Lone Stars III
Quilting has evolved from utilitarian craft to an expressive art form.
By Steve Bennett
The quilt is more than a security blanket. It can be a family heirloom, a work of art, a snapshot of history, a tangible connection to a person or place long gone, a political statement, a therapeutic release or, in the case of the quilting bee, a community project. Perhaps most of all, it is an expression of pride. To be sure, it is all of these and more. Most owners of a quilt passed down through generations wouldn't take a million dollars for it.
“I haven't met a quilt I didn't love,” says San Antonio quilt artist Leslie Tucker Jenison. “The quilt and quiltmaking is really a good lens to look at history, especially women's history, although there are men quilters nowadays. But it has been and remains basically a women's art form.”
Quilts, notes Nancy O'Bryant Puentes, co-author of a trilogy of beautifully illustrated books on nearly two centuries of Texas quilting, are linked to the entire life cycle, “from conception, to birth, to death.”

Explore the material:
[1] In the article on quilting, which things does the sentence beginning "It can be a family heirloom" say a quilt can be?
[2] Continue the article on quilting from the point where it stops.

Dataset excerpts:
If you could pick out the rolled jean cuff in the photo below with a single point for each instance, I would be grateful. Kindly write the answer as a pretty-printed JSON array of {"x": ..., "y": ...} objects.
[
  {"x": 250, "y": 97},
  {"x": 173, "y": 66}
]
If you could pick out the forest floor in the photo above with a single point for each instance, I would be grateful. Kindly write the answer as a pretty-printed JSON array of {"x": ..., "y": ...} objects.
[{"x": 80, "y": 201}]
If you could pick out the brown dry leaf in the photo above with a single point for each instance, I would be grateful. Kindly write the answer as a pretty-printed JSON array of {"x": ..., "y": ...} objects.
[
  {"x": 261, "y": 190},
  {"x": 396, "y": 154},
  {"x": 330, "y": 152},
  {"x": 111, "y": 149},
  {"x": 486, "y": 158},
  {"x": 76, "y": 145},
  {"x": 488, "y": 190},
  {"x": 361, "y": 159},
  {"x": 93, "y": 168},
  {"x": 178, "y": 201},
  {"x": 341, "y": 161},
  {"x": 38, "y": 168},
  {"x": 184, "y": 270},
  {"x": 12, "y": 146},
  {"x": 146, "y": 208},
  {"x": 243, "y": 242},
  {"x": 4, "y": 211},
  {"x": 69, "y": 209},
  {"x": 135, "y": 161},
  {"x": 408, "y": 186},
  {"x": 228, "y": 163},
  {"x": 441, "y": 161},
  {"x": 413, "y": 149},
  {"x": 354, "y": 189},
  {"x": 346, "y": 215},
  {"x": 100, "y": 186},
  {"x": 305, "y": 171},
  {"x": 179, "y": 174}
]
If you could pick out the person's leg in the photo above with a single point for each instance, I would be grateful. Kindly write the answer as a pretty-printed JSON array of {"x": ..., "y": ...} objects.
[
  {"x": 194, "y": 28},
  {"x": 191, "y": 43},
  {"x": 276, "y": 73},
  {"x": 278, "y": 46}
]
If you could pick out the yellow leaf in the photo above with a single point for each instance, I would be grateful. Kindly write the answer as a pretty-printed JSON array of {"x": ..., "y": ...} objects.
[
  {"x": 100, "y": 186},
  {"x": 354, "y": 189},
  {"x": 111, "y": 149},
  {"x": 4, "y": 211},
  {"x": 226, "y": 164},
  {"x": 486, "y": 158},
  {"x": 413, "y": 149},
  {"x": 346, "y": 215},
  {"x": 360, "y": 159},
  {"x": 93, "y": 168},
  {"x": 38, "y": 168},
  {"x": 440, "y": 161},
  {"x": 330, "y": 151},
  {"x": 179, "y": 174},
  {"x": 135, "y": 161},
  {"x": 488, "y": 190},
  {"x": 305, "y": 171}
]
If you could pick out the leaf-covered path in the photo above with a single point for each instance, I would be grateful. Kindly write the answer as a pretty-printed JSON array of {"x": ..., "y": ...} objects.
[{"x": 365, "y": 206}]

Your written answers:
[1]
- a family heirloom
- a work of art
- a snapshot of history
- a tangible connection to a person or place long gone
- a political statement
- a therapeutic release
- a community project, in the case of the quilting bee

[2]
“And,” she adds, “they seem to fill some primal need not only for cover, but for self-expression.”
Basically, a quilt is three layers of fabric, stitched together (although some say two layers will suffice).
Quilters come down on two basic sides: those who believe traditional methods and patterns constitute the quilt, and those who create “art quilts,” often abstracted or touching on headline events, which can involve many artistic processes, including dyeing, batik, painting and embellishing surfaces with everything from sequins to buttons. Traditional quilters generally disdain the art crowd, while art quilters cling to the notion that anything goes. Both, apparently, are right.
Today, the art of quilting, which dates back to ancient Egypt, is big business. Some 21 million quilters in the United States spend $3.6 billion annually on their passion.